[Text]:

-=-=-=-=-

Trash Is the Coolest Material of All

We’re also out to prove that trash is the coolest material of all.

Taking the example of our furniture, no glue is used. Instead, we use snap-fit joints to allow for the materials to have second and third lives down the road. This way, some materials with a 20-minute lifecycle can be used for up to seven years. All the high-end appointments in our Milan office - from lighting fixtures, to chairs, and desks - is made from recycled European waste, so as to impress upon people all the possibilities that waste holds in store in the future.

Of course, this also has to do with manufacturing. All of our manufacturing must be close to consumers, to quickly obtain materials from consumers and turn it into something right away. We also have a lot of large machinery, which is a solid production line that can work in the middle of a city, as opposed to a large plant facility. One old project of ours, known as Trashpresso, shrunk an entire recycling system within the area of a 40-foot container, to turn trash from two dollars into 40-50 dollars per kilogram of material.

Recently we just launched a Zero Waste recycling project with the Singapore government, combining AI with cameras to obtain the purist new raw materials, which can be made into all sorts of upcycled materials. In addition, there are also digital rewards and payment systems.

We also do a lot of weird things, like trying to make garbage fly. That’s our ambition. Over the past decade we have done two things under ISO4001 standards, planting 1,580,000 trees and shutting down a coal-fired power plant in Taichung for 49 days.

Sustainability Is for Humanity, Not for the Earth

For investors balancing short-term profits with long-term sustainability is certainly a huge challenge. What is more, environmental enterprises hardly ever make money right away.

Still, it is necessary for us to contemplate what “sustainability” means, which is actually quite interesting. Get rich quick methods are never sustainable, except that in Taiwan where there has only been 30 years of development we are used to making money quickly. The first challenge came to me from my father’s generation, who said there was no way to make money so they wouldn’t invest in me. And I completely agreed with them.

Now I’m 40 years old, with a long life ahead of me. I also want to stay in business for a long time, and don’t want to produce a lot of toxic materials in the production process, which is why I went ahead and developed something on my own.

-=-=-=-=-

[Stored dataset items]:

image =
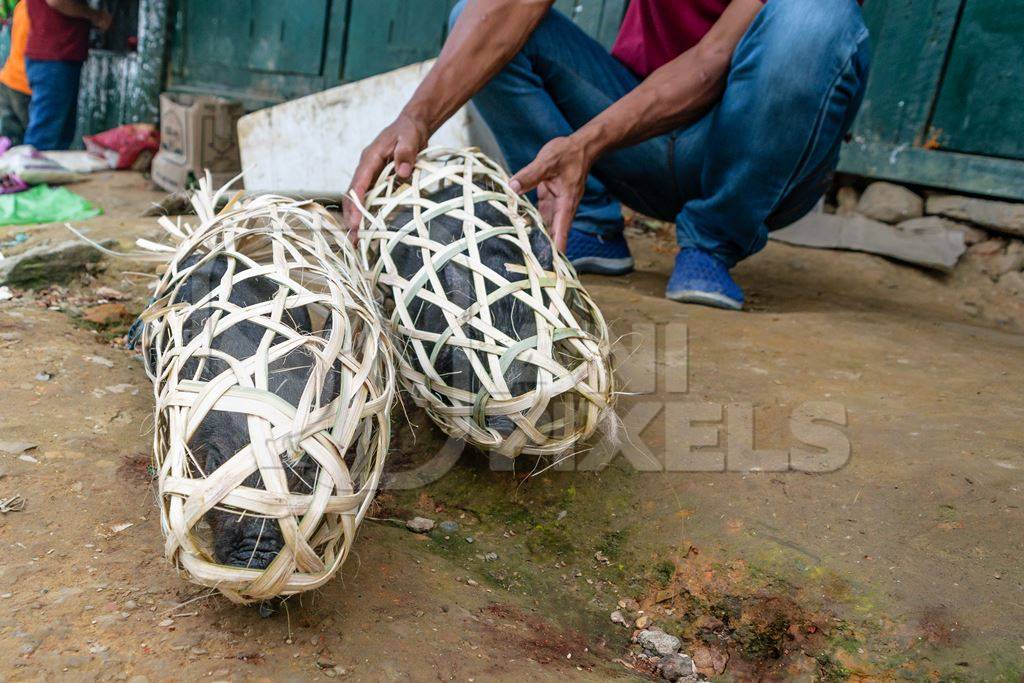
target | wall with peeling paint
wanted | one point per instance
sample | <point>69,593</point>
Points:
<point>124,87</point>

-=-=-=-=-

[Questions]:
A - In the text on upcycling trash, what area did the Trashpresso project shrink an entire recycling system into?
B - Rewrite the paragraph of the text on upcycling trash that begins "Taking the example of our furniture" as a short bulleted list that keeps its main facts.
C - Write the next part of the text on upcycling trash, picking up after its final sentence.
The material has no connection to the text on upcycling trash.

[Activity answers]:
A - The area of a 40-foot container.

B -
- The furniture uses no glue; snap-fit joints let the materials have second and third lives.
- Some materials with a 20-minute lifecycle can be used for up to seven years this way.
- The high-end appointments in the Milan office, including lighting fixtures, chairs and desks, are made from recycled European waste.
- The aim is to show people what possibilities waste holds for the future.

C -
Next, the earth actually doesn’t need human sustainability, but we need to talk about “sustainability” for the sake of human economics. The world will still be here if human society fails; the earth doesn’t care if we and the environment are sustainable. If you want to establish long-term values, you need to think about things a century into the future; your values will only keep rising. This is how I convince myself to keep going.

In the Future All Enterprises should be Small- and Medium-Sized

The most fascinating thing about loops is that they can really help save you money. I think in the future we’ll see a trend where businesses worldwide will be small- and medium-sized enterprises. Further, recycling should be decentralized. Meanwhile, what incentives are there in the transformation process for enterprises? In fact, enterprises should just reduce their scale of investment, conduct a lot of tests, and develop different recycled materials.

Taiwanese business operators are very shrewd, have advanced machinery, technology, and management knowhow, and employ all means to save money. So it is hard for us to add significant bonus value to Taiwanese businesses. But the key is how to find new business models.

Old manufacturing industry thinking will not work here; rather, we must come up with a new manufacturing industry. Having worked at large corporations in the past, I realized that the only way was for me to go out on my own and start anew, no matter what others thought or did.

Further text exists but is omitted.